__Exercise aim__.
Render every line of the records below as a Markdown table with two columns, Row for the line number and Content for the line itself, leaving out blank lines. Leave the pictures out.

** Start of Records provided **

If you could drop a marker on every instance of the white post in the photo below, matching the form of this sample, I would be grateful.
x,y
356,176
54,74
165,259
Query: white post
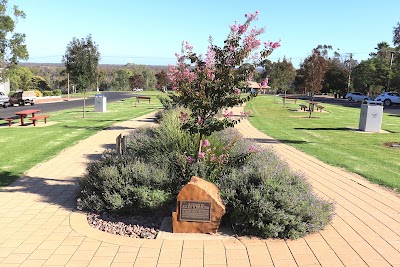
x,y
68,83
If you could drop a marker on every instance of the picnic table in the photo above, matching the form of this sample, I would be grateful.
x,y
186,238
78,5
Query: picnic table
x,y
311,105
25,113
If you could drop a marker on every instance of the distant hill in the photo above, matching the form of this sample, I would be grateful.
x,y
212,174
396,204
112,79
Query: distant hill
x,y
101,66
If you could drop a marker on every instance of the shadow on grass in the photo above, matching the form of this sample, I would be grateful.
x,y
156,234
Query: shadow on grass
x,y
274,141
6,178
53,191
326,129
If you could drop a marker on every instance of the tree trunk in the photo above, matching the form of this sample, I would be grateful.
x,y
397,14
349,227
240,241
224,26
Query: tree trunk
x,y
200,144
84,103
311,105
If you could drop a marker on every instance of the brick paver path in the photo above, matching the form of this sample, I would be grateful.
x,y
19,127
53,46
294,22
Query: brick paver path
x,y
39,226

** End of Records provided **

__Written solution__.
| Row | Content |
|---|---|
| 1 | If you could drop a marker on every instance of the white post in the photo below, matching the form of this sample, I would be grateful. |
| 2 | x,y |
| 3 | 356,176 |
| 4 | 54,74 |
| 5 | 165,259 |
| 6 | Query: white post |
| 7 | x,y |
| 8 | 68,83 |
| 9 | If you could drop a marker on every instance of the picnic table in the photo above, matching the form of this sample, I would be grateful. |
| 10 | x,y |
| 11 | 186,238 |
| 12 | 78,5 |
| 13 | Query: picnic table |
| 14 | x,y |
| 15 | 311,105 |
| 16 | 25,113 |
| 17 | If you could drop a marker on every instance of the distant hill in the photo above, matching the form of this sample, I would be grateful. |
| 18 | x,y |
| 19 | 212,174 |
| 20 | 396,204 |
| 21 | 112,79 |
| 22 | Query: distant hill |
| 23 | x,y |
| 24 | 101,66 |
| 25 | If you could drop a marker on every instance of the shadow on grass in the photo above, matching the form of this sample, I would be grateful. |
| 26 | x,y |
| 27 | 156,234 |
| 28 | Query: shadow on grass |
| 29 | x,y |
| 30 | 274,141 |
| 31 | 6,178 |
| 32 | 53,191 |
| 33 | 326,129 |
| 34 | If you could drop a marker on every instance of the tree trunk in the photo above, matching the form of this sample, I would be grateful. |
| 35 | x,y |
| 36 | 397,14 |
| 37 | 349,227 |
| 38 | 240,241 |
| 39 | 224,26 |
| 40 | Query: tree trunk |
| 41 | x,y |
| 42 | 200,144 |
| 43 | 84,103 |
| 44 | 311,105 |
| 45 | If you could drop a marker on every instance of the brick paver path in the photo above, matching the form of this sample, I would be grateful. |
| 46 | x,y |
| 47 | 19,127 |
| 48 | 53,46 |
| 49 | 294,22 |
| 50 | Query: brick paver path |
| 51 | x,y |
| 52 | 39,226 |